Exercise requirements: Take the line that has "Target: neighbor house roof" and all the lines that come after it in the records, and write them out again exactly. Add no other line.

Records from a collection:
# # # # #

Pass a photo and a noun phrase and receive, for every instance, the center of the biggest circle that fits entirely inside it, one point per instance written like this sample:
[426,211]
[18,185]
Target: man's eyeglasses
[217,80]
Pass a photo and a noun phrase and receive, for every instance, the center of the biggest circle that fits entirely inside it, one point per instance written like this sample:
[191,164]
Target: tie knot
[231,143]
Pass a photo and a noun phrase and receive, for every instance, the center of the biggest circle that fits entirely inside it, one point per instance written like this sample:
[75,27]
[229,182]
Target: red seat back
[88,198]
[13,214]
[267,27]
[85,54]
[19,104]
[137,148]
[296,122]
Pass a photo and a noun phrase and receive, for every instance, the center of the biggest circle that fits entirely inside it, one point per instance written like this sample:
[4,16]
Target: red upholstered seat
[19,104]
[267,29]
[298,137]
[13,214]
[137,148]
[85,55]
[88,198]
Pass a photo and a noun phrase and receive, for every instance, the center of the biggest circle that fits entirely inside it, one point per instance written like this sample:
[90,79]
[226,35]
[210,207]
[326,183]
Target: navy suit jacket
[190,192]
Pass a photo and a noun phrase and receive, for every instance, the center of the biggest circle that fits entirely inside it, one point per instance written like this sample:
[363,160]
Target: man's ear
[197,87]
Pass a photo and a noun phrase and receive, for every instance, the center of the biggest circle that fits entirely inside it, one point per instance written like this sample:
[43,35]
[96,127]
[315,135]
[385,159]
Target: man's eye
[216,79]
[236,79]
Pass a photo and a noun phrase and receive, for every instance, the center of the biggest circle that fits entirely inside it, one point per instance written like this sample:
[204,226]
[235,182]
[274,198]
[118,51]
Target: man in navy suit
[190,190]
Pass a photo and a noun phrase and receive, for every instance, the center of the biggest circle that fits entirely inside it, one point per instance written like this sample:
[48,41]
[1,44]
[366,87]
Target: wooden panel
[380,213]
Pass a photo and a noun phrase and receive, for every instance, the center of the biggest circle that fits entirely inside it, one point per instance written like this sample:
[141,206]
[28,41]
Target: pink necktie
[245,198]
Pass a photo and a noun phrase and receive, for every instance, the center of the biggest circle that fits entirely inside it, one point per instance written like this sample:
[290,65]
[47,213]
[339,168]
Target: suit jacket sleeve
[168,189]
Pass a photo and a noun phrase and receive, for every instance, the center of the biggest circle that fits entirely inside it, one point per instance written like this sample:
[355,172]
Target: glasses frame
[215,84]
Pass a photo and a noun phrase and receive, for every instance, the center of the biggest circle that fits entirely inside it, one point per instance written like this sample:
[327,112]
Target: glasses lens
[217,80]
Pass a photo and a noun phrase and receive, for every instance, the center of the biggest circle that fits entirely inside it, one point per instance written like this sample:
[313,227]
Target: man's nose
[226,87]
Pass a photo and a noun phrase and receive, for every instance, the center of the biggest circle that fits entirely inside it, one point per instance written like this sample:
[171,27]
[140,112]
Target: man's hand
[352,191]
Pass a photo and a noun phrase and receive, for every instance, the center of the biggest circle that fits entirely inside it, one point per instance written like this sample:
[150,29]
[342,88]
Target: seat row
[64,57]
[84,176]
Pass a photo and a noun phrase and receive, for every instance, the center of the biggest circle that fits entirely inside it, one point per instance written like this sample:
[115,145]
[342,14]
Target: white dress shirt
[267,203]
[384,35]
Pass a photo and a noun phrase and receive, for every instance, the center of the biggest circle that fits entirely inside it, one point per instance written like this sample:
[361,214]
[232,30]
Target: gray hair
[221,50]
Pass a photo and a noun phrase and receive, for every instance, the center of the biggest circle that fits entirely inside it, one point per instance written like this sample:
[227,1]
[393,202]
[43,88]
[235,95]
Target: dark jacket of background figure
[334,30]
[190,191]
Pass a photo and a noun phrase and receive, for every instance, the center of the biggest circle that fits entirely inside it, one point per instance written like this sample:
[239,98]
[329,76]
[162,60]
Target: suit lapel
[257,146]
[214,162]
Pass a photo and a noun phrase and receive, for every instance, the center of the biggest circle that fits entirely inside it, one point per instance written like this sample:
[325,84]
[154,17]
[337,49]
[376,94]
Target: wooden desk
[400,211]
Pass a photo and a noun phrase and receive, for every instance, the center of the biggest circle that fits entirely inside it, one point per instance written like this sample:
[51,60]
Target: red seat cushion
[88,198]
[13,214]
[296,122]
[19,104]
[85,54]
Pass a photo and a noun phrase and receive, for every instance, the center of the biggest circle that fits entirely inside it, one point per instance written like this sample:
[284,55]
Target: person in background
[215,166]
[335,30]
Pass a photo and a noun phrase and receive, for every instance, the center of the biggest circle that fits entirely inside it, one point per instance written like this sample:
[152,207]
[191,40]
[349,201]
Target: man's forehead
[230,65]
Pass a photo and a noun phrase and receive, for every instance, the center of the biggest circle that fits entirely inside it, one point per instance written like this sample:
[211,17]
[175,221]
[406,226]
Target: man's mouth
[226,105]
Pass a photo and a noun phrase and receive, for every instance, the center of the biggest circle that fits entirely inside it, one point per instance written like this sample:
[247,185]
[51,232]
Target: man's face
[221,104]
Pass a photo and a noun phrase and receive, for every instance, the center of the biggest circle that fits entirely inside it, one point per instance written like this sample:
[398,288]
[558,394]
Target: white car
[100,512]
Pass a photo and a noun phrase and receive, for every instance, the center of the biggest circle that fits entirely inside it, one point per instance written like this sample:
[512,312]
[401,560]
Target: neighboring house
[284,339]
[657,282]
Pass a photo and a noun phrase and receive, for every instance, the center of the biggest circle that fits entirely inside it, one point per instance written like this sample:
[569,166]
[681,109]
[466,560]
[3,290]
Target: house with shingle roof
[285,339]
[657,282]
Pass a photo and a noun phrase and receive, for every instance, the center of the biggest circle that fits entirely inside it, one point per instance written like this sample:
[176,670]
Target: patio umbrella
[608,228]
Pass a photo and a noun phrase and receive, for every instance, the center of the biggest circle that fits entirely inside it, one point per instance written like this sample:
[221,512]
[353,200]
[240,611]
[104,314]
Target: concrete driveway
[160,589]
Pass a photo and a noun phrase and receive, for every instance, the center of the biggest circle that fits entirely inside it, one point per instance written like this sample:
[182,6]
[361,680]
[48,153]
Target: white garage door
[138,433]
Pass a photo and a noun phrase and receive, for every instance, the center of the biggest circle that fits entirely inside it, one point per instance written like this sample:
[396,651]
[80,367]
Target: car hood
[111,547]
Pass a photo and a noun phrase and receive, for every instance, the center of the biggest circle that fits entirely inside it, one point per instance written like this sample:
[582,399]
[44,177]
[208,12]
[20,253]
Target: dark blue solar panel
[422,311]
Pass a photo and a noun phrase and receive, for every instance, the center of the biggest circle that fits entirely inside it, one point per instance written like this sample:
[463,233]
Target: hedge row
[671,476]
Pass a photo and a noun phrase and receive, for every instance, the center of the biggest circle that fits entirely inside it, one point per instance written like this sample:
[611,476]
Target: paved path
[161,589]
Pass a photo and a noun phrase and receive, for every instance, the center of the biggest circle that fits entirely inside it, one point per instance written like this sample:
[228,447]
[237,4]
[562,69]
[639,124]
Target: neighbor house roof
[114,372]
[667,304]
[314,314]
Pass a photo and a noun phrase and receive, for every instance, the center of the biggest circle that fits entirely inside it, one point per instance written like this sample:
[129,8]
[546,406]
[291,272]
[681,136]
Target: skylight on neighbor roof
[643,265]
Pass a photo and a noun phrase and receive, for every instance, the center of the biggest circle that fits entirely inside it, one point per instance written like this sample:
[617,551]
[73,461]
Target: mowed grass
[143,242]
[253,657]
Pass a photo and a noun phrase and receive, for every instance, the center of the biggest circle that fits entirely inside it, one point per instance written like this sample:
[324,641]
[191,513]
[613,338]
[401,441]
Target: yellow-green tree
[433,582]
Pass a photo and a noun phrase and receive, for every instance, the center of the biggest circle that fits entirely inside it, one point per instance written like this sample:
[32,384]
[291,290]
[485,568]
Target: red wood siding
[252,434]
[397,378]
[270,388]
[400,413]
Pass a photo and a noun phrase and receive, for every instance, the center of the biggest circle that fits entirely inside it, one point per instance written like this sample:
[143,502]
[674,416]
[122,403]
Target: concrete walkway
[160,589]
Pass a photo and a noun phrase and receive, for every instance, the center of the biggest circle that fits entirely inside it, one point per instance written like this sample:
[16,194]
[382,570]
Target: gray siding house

# # # # #

Task result:
Target: neighbor house roof
[114,372]
[667,304]
[314,314]
Pass a photo and a noun phrase and receive, for every instance, the center of the biggest circle that fits entirely inside it, one point per instance written like this sample:
[129,8]
[546,406]
[291,272]
[681,136]
Target: skylight on neighbor roof
[643,265]
Pass a photo and a noun phrase and receive, for every instance, the center of the biggest circle that fits entirely inside it, one point per instance written like this sample:
[617,551]
[73,461]
Target: mowed grass
[143,242]
[253,657]
Pass a photo and a noun phrase and receive, for every instance, the center of the biggest circle that fits entirely inside it, one point per instance written like this sample:
[324,641]
[191,513]
[613,338]
[401,441]
Target: yellow-green tree
[433,582]
Pass a photo and a noun phrase and receive, for every instance, the center of the biggest circle that fits entirely inside it, one point per instance written like this sample:
[32,384]
[291,290]
[485,568]
Target: red wood siding
[252,434]
[397,378]
[270,388]
[400,413]
Pass a photo and a noun phrase and receive, for every instance, the center of the biggest circle that fits entirely inside it, one point per instance written like this sample:
[143,502]
[674,416]
[122,403]
Target: concrete walkway
[160,589]
Pass a photo and a noun phrase and receive, for every instance, the center of the biggest circle that fits entirely inside it, one point per instance written like this sample:
[16,194]
[382,570]
Target: gray siding house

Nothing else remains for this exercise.